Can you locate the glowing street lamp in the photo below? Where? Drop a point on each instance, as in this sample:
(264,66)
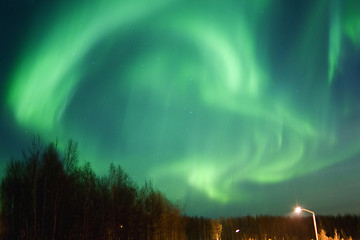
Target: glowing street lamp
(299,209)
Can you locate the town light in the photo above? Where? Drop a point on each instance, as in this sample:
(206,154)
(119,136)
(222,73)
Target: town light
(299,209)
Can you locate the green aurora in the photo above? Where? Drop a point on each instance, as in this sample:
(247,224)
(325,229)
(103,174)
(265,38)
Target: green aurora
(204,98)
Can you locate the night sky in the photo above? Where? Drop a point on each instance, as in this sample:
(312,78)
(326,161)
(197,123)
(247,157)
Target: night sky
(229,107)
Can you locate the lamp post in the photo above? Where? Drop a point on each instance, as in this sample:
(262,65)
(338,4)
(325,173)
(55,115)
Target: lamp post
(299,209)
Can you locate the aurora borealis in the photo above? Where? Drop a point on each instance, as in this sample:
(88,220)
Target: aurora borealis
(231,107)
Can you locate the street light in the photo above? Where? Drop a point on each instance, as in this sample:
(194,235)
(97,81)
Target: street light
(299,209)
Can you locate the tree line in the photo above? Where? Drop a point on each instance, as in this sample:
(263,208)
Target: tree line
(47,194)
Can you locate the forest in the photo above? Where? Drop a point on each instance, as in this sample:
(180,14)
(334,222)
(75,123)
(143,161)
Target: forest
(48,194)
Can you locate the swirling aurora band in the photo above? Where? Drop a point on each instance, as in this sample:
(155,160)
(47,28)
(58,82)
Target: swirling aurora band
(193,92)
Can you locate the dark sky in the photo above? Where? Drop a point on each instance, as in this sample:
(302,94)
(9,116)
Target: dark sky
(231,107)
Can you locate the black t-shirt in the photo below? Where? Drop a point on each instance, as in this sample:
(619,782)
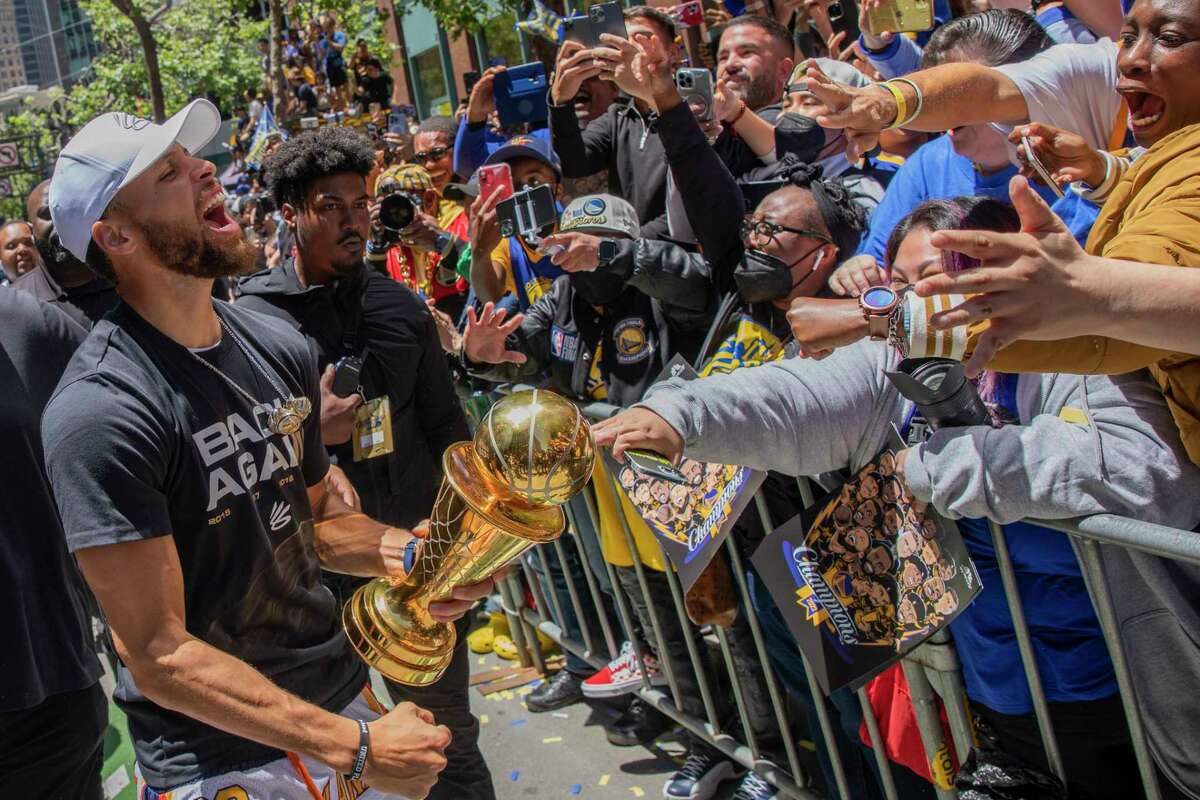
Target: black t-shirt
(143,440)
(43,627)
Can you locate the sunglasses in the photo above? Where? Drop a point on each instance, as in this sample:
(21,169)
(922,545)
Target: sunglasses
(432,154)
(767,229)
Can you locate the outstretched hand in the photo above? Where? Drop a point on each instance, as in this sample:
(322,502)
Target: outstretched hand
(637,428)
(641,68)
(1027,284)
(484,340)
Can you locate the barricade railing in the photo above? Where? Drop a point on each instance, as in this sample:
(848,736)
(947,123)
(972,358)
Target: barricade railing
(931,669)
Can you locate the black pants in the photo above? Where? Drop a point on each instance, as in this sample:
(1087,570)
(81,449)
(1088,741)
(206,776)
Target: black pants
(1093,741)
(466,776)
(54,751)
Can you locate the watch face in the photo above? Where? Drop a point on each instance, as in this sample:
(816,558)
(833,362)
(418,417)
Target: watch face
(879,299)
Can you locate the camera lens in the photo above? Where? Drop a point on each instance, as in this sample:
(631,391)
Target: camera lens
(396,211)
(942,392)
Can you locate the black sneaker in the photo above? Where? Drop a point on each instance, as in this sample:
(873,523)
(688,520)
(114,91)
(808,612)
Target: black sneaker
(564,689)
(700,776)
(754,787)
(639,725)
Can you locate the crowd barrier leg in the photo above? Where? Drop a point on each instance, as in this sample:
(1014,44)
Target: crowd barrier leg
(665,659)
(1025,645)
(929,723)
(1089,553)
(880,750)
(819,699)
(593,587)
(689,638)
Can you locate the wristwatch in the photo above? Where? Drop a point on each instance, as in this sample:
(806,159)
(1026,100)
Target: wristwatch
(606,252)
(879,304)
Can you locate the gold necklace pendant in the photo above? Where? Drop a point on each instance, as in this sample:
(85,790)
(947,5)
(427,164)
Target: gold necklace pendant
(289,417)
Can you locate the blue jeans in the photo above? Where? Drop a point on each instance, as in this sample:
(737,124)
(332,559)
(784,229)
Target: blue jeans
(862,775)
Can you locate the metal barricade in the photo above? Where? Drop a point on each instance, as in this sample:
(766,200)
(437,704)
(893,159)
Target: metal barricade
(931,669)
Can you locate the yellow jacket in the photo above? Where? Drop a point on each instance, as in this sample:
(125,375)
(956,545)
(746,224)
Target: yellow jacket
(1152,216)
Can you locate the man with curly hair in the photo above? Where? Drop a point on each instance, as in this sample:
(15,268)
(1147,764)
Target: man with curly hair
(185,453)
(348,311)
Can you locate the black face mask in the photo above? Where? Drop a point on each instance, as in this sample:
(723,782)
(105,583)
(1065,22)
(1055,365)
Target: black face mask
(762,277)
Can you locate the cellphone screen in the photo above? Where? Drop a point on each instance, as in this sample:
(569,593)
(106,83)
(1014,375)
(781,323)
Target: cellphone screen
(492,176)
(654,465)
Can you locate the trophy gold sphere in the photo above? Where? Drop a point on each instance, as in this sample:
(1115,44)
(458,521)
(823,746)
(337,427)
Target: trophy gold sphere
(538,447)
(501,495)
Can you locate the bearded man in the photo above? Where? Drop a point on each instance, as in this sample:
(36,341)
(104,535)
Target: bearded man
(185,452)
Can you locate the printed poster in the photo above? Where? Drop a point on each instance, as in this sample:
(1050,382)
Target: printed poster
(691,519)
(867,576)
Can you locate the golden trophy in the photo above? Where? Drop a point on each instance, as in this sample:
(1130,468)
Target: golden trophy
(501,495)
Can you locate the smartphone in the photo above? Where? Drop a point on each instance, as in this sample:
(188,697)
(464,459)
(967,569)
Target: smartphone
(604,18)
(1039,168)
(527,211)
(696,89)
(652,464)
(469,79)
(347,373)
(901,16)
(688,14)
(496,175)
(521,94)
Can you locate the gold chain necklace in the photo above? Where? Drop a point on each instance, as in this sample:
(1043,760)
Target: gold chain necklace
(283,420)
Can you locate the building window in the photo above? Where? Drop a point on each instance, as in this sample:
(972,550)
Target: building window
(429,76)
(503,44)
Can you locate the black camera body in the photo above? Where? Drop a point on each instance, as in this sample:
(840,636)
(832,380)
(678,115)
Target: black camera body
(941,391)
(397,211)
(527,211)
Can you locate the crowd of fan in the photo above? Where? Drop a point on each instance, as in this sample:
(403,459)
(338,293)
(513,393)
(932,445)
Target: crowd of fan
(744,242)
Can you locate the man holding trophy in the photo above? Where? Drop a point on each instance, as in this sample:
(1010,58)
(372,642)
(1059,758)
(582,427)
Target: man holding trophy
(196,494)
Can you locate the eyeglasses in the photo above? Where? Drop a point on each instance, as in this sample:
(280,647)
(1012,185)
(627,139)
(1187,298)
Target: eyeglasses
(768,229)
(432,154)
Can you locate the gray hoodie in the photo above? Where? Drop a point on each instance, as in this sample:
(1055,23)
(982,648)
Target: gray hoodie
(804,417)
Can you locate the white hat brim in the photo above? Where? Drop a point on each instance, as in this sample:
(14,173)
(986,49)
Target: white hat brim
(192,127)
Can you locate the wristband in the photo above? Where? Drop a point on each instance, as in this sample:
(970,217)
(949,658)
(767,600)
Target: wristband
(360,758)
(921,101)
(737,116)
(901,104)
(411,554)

#### Written problem
Format the part of the material that opens with the line containing "Can you locate the gray" and runs through its end as a numbered list, leaving out any blank lines.

#### Task solution
1. Can you locate the gray hoodie in the photo above? Where? Drop a point on each instance, as in this sample:
2. (1055,23)
3. (982,648)
4. Target: gray hoodie
5. (804,417)
6. Can you locate the white hat brim in the photo above? Where? Drop a point on each instance, as in this sample:
7. (14,173)
8. (986,49)
9. Target: white hat brim
10. (192,127)
11. Can you locate the wristband in the photo above? Where? Drop a point on each instance, as in this sample:
12. (970,217)
13. (949,658)
14. (767,600)
15. Target: wristband
16. (360,758)
17. (921,101)
18. (737,116)
19. (901,104)
20. (411,554)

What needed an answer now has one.